------ The input ------
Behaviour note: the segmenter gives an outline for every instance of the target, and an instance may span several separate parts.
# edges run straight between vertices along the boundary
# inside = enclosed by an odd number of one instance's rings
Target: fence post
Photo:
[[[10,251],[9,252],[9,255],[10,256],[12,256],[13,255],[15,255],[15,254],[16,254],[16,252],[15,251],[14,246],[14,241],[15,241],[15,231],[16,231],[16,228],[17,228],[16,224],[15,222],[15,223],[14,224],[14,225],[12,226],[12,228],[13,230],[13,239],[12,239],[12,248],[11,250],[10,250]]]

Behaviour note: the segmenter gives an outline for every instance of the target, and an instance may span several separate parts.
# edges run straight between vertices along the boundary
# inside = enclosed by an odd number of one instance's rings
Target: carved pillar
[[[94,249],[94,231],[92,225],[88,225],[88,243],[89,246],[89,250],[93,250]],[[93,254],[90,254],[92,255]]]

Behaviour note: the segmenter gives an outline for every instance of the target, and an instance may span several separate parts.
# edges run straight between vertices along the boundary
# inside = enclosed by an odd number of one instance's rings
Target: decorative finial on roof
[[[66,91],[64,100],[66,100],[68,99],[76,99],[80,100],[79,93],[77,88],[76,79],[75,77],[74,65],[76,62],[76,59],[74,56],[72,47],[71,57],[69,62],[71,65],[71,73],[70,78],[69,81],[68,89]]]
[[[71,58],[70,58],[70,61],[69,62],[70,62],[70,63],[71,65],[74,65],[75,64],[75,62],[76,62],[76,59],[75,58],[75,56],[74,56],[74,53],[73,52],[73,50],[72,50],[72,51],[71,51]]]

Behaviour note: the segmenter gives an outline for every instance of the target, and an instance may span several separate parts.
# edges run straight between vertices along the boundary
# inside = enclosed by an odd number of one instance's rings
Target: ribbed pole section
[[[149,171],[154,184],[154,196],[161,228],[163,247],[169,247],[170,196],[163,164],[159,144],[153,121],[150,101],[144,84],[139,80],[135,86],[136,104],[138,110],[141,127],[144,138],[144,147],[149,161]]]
------
Scale the material by writing out every line again, requests included, with each vertex coordinate in the outlines multiplied by 1.65 and rounded to the nearest whole number, halves rounding up.

→ Finished answer
Behaviour note: the segmenter gives an outline for every instance of the target, and an instance may span several separate parts.
# edges run straight between vertices along the boundary
# inside = enclosed by an odd number of one instance's rings
Target: fence post
Photo:
[[[17,414],[15,416],[15,421],[17,422],[20,422],[21,421],[25,421],[25,419],[26,419],[26,416],[25,414],[23,406],[23,398],[25,398],[25,381],[26,381],[26,376],[28,376],[26,370],[25,366],[25,368],[23,370],[23,371],[20,373],[20,376],[21,380],[21,394],[20,394],[20,409],[18,413],[17,413]]]

Behaviour note: the segmenter gives an outline for every instance of the target, and an instance may span several separate parts.
# edges run straight between vertices along the boundary
# inside = enclosed by an odd number of one instance's rings
Target: carved pillar
[[[155,411],[155,381],[152,371],[145,371],[145,401],[147,406],[147,413],[153,413]],[[153,419],[149,419],[152,421]]]

Behaviour note: the segmenter gives an outline for every instance of the target, and an instance may span several separate parts.
# edges run straight between vertices along the boundary
# inside = enclosed by an odd number of one instance's rings
Target: decorative finial on roof
[[[109,150],[106,165],[109,165],[112,163],[125,163],[132,165],[130,153],[127,145],[125,130],[124,127],[122,107],[125,102],[125,97],[122,92],[119,78],[117,94],[114,102],[117,107],[117,120],[116,129],[114,134],[112,147]]]
[[[117,96],[116,96],[116,101],[114,102],[116,102],[116,104],[117,107],[122,107],[124,106],[124,102],[125,102],[125,97],[124,96],[124,92],[122,92],[122,87],[120,86],[120,83],[119,83],[119,84],[117,84]]]

Behaviour note: the segmenter gives an outline for every instance of the target, and an instance may span several separate parts.
# edges run straight between vertices along the boundary
# inside = enclosed by an odd number of one instance's rings
Target: ribbed pole section
[[[246,282],[254,304],[254,323],[266,376],[269,408],[279,408],[281,323],[269,271],[262,238],[252,200],[248,167],[238,139],[229,132],[223,142],[224,172],[228,182],[233,210],[238,228],[238,243],[246,266]]]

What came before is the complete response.